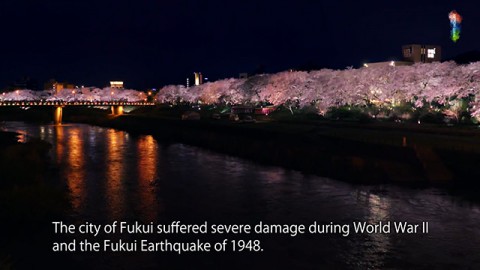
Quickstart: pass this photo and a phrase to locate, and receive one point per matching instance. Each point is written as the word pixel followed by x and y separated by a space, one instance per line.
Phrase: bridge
pixel 116 106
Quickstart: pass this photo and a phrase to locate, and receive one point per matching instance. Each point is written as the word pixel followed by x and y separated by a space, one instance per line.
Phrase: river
pixel 115 176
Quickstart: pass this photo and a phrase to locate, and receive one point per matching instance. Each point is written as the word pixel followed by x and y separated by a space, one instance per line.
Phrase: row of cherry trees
pixel 443 86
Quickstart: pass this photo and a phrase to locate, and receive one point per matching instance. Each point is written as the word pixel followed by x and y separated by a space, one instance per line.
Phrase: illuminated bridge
pixel 116 106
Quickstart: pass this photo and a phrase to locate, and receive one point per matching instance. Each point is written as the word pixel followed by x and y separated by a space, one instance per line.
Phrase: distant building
pixel 116 84
pixel 413 53
pixel 417 53
pixel 388 63
pixel 52 84
pixel 25 83
pixel 198 78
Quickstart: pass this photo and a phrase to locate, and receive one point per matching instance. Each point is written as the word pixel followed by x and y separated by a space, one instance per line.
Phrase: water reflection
pixel 148 182
pixel 114 167
pixel 76 164
pixel 116 177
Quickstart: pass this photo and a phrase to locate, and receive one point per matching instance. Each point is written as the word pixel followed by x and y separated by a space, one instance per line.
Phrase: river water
pixel 115 176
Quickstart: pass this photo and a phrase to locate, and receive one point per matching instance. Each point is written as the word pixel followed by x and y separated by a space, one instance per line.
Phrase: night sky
pixel 151 43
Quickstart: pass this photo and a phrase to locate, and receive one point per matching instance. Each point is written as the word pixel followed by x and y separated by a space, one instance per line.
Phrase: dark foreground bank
pixel 30 198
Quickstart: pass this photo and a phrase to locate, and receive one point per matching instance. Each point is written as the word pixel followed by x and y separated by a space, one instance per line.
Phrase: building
pixel 198 78
pixel 387 63
pixel 413 53
pixel 116 84
pixel 417 53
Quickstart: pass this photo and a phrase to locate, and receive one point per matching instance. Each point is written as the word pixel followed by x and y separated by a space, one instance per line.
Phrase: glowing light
pixel 455 21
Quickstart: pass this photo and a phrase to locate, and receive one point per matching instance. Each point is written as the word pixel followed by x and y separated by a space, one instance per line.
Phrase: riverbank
pixel 30 198
pixel 353 151
pixel 350 151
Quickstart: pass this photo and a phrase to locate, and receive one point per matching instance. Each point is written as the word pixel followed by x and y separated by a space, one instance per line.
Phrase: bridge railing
pixel 75 103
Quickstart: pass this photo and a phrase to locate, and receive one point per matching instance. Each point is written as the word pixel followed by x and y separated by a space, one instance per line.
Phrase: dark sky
pixel 151 43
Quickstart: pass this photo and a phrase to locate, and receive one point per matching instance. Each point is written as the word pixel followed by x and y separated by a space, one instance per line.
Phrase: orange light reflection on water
pixel 114 167
pixel 76 172
pixel 147 156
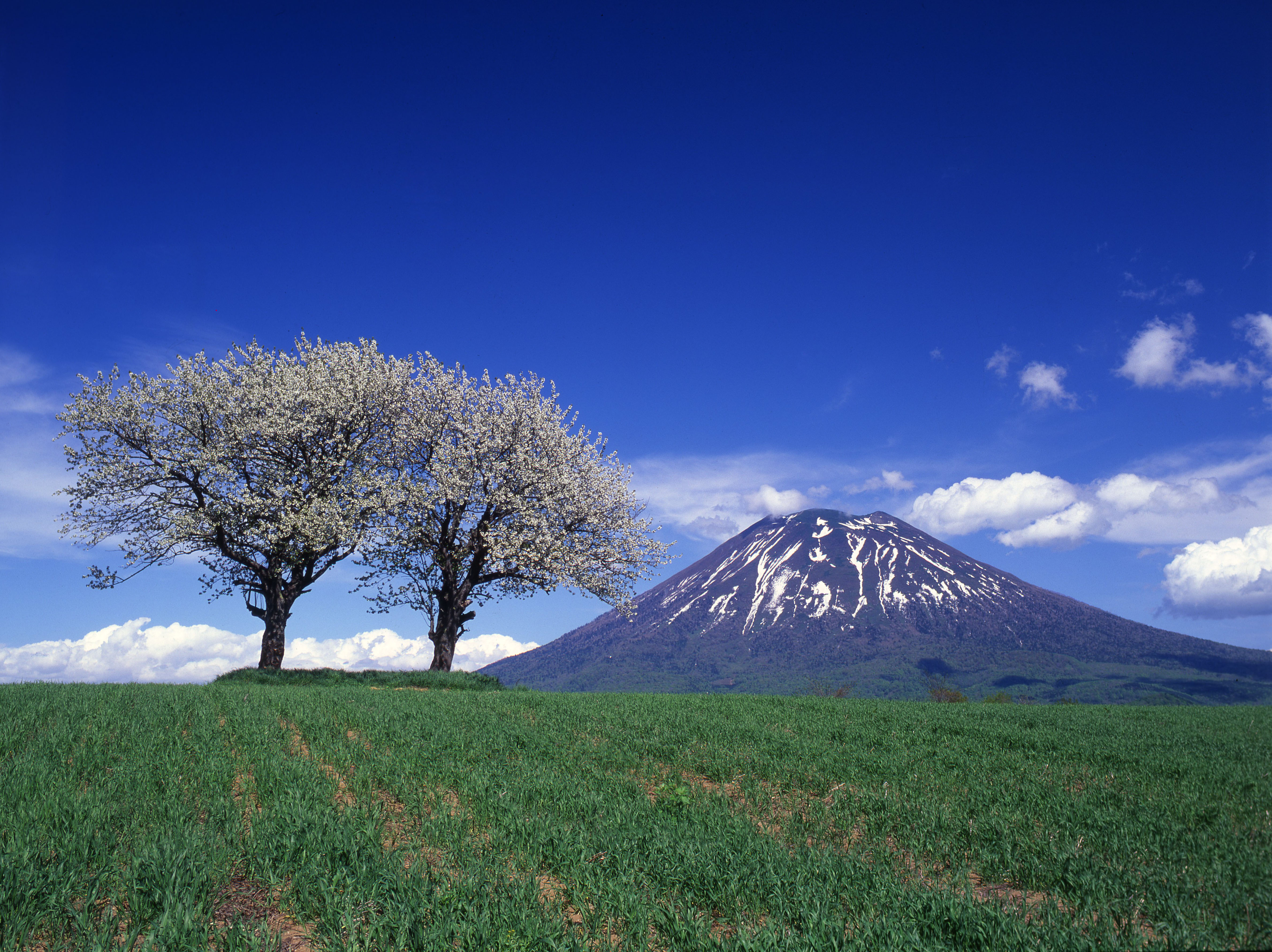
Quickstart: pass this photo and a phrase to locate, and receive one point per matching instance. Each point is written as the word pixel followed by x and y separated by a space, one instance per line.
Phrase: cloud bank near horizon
pixel 1225 579
pixel 198 654
pixel 1032 509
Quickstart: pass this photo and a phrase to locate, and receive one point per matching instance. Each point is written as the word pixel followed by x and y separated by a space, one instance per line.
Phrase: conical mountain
pixel 820 599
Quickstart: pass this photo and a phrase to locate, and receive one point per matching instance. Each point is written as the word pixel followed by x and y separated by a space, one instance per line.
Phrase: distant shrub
pixel 943 693
pixel 335 678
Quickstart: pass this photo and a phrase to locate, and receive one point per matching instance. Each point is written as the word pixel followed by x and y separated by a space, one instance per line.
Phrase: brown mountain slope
pixel 822 597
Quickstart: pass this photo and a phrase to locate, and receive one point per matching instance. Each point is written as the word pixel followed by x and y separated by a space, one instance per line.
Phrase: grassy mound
pixel 334 678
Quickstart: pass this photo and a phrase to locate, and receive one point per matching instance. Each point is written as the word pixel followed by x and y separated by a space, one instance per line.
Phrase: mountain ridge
pixel 826 597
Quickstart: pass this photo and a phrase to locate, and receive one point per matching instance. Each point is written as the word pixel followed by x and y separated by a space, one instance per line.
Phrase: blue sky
pixel 771 251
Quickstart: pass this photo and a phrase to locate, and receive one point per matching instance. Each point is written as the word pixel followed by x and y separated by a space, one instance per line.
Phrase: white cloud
pixel 1171 292
pixel 1158 358
pixel 887 480
pixel 1044 384
pixel 1259 332
pixel 717 498
pixel 1227 579
pixel 196 654
pixel 1033 509
pixel 977 504
pixel 1001 360
pixel 776 503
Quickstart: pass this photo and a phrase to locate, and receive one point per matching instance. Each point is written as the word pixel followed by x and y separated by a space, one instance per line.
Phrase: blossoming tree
pixel 269 466
pixel 504 495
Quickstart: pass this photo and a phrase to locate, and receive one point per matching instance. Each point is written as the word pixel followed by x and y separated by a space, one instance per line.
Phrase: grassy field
pixel 353 815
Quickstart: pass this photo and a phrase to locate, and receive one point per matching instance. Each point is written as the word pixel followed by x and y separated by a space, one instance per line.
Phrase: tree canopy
pixel 268 466
pixel 504 495
pixel 273 467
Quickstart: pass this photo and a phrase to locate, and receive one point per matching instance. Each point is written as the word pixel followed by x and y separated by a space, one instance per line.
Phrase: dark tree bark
pixel 274 641
pixel 270 597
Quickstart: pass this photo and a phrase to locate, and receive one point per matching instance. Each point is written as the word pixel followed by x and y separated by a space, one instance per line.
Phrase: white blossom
pixel 504 495
pixel 266 464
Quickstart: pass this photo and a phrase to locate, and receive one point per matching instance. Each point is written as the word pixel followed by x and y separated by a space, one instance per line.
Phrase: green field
pixel 349 815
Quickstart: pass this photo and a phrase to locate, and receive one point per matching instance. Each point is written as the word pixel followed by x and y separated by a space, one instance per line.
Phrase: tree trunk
pixel 451 622
pixel 443 654
pixel 274 640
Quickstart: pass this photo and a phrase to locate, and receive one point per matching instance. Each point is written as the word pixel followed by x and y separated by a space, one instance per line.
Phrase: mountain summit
pixel 824 598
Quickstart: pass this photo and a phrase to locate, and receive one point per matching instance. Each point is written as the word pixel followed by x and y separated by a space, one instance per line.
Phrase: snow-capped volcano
pixel 822 564
pixel 829 597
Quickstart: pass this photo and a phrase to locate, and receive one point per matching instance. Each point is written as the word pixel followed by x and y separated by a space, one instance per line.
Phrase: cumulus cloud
pixel 976 504
pixel 1227 579
pixel 1001 360
pixel 1159 358
pixel 1044 386
pixel 196 654
pixel 1032 509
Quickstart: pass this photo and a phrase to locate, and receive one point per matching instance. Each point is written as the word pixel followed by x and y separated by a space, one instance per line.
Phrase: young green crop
pixel 371 818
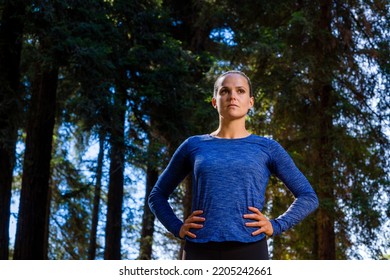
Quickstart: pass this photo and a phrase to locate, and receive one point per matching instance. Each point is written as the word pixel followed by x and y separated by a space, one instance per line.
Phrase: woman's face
pixel 232 99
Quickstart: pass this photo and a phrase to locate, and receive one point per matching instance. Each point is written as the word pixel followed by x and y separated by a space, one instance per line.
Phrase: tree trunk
pixel 11 31
pixel 96 198
pixel 148 218
pixel 323 159
pixel 32 220
pixel 115 192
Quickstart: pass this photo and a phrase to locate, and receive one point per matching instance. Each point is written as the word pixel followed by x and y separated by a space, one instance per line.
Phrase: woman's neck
pixel 231 130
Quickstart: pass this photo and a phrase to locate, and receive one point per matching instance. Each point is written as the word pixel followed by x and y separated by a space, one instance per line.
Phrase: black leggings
pixel 226 250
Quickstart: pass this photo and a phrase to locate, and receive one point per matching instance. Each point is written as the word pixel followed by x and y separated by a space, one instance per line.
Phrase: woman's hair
pixel 216 84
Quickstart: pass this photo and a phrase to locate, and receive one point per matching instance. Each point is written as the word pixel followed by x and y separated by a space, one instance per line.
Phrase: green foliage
pixel 163 57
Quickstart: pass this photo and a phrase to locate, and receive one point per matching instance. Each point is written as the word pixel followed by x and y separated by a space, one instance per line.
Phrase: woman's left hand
pixel 261 222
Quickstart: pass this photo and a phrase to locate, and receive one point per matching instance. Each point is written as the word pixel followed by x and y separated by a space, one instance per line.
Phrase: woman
pixel 230 169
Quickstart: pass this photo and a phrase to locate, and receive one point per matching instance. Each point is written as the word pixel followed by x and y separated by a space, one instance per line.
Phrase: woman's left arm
pixel 306 200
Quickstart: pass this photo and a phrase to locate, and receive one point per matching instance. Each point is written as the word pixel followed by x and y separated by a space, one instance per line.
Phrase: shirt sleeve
pixel 306 200
pixel 177 169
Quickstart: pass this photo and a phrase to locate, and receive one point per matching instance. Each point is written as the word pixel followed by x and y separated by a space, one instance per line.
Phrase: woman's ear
pixel 214 102
pixel 251 102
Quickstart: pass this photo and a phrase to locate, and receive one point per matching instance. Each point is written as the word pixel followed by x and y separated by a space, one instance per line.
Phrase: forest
pixel 96 95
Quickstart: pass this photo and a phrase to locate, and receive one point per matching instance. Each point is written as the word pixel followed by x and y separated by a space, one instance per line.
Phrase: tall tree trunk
pixel 11 31
pixel 148 218
pixel 32 220
pixel 323 159
pixel 96 198
pixel 115 191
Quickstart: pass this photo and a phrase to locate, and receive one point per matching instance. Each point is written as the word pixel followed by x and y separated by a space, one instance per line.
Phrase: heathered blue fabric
pixel 228 176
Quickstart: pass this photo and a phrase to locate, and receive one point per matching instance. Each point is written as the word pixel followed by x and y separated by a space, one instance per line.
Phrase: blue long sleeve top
pixel 229 175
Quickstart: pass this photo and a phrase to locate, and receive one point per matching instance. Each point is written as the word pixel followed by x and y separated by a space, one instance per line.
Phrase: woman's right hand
pixel 191 222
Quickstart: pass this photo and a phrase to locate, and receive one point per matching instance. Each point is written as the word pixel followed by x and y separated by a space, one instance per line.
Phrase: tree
pixel 11 31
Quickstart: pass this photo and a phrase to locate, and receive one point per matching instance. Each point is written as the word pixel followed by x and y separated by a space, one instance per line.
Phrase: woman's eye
pixel 224 91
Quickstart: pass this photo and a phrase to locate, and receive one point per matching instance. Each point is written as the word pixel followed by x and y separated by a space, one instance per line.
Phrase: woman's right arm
pixel 177 169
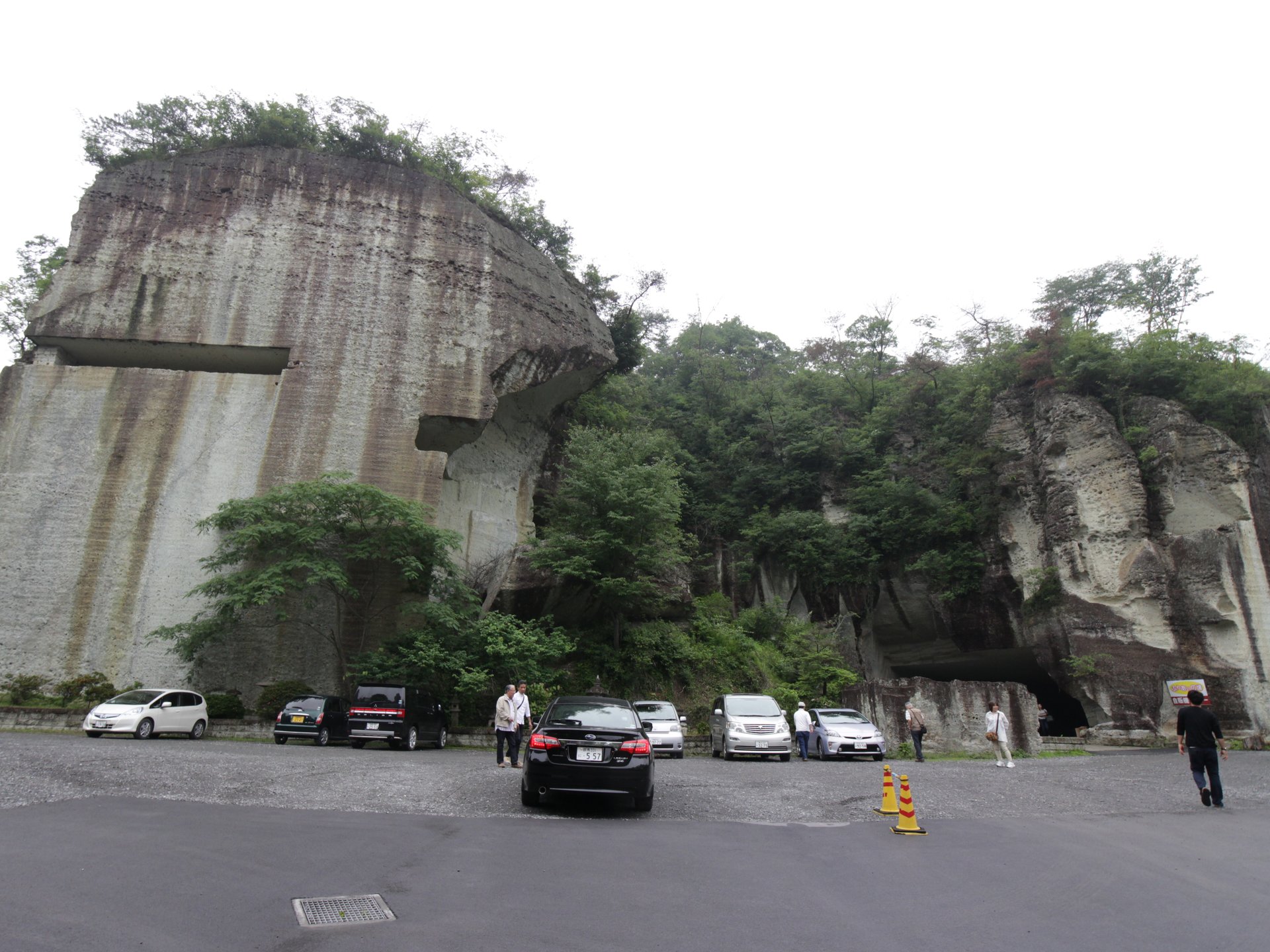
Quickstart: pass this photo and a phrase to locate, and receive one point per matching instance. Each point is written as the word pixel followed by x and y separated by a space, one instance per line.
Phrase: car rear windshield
pixel 305 703
pixel 657 711
pixel 843 717
pixel 135 697
pixel 588 714
pixel 380 696
pixel 753 706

PROBLEM DESCRIPTION> Report each line above that contains the word "mountain", copying every such line in full. Case counts when matching.

TASK RESPONSE>
Phrase: conical mountain
Phrase: brown mountain slope
Phrase: mountain ridge
Phrase: mountain summit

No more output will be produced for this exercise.